**HOW TO COMPLETE THIS TASK:** Two lines in the listing below mark the span: one contains "Target: ceiling fan light fixture" and one contains "Mark every instance of the kitchen peninsula". Reproduce both of them and everything between, exactly.

--- DATA TO USE ---

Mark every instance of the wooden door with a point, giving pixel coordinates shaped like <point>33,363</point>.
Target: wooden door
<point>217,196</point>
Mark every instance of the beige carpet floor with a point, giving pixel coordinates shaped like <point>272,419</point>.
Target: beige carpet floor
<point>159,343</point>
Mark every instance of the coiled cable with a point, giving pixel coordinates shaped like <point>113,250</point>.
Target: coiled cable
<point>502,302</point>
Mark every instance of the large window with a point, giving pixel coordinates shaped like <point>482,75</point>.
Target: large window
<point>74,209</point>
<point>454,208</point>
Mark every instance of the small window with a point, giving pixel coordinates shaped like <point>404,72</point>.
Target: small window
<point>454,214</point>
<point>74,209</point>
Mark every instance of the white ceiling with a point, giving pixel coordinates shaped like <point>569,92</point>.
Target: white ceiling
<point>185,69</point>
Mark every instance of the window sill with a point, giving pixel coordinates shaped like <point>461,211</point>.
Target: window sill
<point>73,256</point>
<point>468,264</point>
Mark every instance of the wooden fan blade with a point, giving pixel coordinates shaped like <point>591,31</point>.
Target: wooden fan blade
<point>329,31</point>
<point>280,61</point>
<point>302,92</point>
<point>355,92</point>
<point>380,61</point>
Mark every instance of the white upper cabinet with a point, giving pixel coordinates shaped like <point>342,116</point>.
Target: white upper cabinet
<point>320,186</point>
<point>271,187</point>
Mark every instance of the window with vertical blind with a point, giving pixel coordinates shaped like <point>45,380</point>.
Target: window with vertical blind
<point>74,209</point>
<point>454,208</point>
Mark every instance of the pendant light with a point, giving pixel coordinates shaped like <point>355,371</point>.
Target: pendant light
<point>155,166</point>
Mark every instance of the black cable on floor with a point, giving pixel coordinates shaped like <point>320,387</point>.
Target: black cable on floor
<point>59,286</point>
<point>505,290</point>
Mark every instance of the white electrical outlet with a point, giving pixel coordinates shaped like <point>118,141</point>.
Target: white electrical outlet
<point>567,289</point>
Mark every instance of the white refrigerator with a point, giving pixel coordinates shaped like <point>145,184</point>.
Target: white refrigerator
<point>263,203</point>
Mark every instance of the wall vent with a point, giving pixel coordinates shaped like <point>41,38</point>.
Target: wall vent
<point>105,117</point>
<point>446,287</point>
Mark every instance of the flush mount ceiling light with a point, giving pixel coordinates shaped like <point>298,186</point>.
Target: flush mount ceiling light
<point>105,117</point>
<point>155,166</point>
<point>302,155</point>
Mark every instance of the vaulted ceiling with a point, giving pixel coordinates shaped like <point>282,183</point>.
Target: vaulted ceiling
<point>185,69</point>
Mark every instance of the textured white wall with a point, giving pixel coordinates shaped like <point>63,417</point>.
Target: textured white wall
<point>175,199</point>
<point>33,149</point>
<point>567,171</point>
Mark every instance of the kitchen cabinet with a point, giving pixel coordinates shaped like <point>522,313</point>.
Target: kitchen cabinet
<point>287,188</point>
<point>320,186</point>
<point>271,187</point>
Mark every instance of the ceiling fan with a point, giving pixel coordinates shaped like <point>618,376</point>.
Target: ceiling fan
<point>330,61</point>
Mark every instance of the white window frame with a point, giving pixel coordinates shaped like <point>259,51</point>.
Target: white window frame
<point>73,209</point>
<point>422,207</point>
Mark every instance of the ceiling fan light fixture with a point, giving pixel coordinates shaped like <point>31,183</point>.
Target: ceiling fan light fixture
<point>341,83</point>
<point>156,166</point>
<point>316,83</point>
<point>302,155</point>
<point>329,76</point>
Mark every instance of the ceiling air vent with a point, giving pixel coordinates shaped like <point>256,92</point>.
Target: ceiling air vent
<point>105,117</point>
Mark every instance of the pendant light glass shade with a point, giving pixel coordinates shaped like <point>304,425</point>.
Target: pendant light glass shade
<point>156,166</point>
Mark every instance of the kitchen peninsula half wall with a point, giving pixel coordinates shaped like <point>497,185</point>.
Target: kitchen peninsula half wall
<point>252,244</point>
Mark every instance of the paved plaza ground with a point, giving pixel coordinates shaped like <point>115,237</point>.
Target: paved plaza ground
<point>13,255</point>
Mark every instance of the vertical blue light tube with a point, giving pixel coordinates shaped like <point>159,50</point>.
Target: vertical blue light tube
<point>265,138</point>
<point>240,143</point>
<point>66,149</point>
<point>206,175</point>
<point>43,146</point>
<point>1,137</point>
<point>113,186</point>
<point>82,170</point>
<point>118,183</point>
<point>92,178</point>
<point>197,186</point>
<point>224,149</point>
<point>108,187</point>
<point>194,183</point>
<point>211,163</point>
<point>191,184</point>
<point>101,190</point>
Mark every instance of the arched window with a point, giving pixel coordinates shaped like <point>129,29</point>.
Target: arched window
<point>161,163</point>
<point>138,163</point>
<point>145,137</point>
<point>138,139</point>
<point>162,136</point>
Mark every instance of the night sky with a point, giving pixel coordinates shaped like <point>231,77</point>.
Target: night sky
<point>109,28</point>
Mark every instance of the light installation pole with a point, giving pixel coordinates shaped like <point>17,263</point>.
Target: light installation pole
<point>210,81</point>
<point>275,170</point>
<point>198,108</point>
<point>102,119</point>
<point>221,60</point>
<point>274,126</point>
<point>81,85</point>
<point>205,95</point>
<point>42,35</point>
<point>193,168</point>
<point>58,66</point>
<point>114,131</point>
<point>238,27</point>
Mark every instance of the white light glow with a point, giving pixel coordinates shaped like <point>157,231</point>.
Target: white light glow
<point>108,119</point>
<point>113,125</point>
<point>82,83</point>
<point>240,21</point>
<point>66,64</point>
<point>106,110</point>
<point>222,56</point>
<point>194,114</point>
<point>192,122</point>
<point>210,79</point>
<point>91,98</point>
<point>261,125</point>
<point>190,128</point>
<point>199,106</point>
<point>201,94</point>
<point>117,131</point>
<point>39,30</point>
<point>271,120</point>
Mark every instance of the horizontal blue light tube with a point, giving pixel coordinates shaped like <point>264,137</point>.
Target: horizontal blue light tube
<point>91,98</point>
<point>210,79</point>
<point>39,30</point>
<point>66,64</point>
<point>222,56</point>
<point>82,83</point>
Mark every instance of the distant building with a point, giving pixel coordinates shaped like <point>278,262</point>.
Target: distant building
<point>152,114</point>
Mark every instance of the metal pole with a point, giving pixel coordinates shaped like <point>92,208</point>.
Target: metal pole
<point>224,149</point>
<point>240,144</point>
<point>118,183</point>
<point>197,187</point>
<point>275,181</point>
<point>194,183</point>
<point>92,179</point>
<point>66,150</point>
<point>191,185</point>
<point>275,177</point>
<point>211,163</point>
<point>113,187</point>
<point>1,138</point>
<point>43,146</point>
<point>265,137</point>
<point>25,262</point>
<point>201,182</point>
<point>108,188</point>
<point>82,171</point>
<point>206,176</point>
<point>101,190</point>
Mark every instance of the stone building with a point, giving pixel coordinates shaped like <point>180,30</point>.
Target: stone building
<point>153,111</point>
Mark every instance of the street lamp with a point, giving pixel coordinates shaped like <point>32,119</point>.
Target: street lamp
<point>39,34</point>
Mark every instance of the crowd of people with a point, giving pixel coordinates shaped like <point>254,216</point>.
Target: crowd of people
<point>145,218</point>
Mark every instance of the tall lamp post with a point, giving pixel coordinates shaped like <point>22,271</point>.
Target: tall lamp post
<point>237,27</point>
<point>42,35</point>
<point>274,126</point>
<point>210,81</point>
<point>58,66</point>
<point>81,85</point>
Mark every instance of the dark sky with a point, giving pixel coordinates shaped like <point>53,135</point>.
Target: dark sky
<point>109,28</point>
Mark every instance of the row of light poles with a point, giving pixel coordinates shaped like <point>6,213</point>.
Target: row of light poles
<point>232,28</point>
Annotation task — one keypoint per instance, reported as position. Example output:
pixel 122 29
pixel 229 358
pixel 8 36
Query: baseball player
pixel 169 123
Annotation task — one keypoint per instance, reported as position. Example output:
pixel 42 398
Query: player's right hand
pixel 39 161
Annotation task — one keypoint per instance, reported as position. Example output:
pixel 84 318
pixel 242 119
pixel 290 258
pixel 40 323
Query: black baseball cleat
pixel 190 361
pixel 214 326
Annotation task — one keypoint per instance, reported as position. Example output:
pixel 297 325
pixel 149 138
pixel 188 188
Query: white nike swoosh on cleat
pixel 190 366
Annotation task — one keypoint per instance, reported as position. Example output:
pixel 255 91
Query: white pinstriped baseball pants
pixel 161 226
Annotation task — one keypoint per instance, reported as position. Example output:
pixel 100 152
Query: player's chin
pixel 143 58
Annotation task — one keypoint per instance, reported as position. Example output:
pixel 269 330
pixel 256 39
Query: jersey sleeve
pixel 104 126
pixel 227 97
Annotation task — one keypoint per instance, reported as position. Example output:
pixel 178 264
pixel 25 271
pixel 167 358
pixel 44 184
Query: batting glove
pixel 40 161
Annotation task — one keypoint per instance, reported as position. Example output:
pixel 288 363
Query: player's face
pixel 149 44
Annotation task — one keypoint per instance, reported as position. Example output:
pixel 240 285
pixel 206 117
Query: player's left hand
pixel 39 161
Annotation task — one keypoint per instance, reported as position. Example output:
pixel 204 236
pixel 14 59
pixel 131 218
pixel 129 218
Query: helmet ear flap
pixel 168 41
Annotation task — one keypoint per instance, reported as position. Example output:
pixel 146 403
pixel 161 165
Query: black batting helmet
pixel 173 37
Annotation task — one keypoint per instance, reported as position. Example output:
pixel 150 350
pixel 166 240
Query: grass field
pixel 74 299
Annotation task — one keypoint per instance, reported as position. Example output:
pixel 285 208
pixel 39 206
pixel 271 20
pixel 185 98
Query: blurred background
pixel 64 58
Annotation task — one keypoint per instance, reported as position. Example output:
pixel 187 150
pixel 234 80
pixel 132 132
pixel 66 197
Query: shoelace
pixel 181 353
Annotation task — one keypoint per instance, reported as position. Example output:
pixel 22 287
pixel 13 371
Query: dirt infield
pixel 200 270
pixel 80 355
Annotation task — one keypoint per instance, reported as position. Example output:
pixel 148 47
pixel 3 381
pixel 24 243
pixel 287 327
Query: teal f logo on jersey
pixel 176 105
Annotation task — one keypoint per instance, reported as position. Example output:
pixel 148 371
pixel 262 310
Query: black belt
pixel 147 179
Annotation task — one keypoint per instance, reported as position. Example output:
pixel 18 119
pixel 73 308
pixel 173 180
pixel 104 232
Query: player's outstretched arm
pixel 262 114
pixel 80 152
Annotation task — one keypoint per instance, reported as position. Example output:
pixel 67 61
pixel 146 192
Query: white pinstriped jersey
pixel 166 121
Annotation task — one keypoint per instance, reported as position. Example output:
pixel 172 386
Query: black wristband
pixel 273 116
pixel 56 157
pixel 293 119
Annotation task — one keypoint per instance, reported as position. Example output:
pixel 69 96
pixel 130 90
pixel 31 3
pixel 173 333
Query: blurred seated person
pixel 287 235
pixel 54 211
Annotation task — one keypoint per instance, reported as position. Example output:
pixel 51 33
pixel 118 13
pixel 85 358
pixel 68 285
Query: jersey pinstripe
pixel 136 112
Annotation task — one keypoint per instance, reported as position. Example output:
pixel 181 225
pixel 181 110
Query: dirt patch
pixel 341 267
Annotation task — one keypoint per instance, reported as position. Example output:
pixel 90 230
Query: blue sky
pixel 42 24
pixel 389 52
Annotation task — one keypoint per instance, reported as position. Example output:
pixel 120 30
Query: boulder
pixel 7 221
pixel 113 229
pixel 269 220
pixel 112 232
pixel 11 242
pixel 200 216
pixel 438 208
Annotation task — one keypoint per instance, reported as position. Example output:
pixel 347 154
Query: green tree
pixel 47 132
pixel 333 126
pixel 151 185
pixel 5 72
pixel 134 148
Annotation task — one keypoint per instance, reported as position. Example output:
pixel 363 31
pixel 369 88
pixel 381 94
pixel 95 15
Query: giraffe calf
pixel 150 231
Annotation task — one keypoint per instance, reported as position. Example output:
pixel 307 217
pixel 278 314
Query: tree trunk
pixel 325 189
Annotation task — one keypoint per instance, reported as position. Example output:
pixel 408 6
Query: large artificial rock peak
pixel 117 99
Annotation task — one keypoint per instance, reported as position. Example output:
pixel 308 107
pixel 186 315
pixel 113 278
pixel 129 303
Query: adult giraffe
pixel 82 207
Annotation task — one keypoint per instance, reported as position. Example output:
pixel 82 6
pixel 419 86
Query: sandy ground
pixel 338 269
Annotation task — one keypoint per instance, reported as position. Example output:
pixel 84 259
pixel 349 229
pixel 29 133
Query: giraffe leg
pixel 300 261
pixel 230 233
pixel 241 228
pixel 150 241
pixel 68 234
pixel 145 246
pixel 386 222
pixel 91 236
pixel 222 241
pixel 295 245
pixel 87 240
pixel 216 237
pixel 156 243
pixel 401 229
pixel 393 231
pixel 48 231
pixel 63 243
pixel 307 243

---

**RESPONSE:**
Target: ceiling fan light fixture
<point>341,83</point>
<point>156,166</point>
<point>316,83</point>
<point>302,155</point>
<point>329,76</point>
Mark every instance of the ceiling air vent with a point, giving pixel coordinates shaped like <point>256,92</point>.
Target: ceiling air vent
<point>105,117</point>
Mark every instance of the pendant light glass shade with a point, giving pixel coordinates shaped like <point>304,425</point>.
Target: pendant light glass shade
<point>156,166</point>
Mark every instance of the kitchen peninsula half wall with a point, giving pixel coordinates shaped like <point>497,185</point>.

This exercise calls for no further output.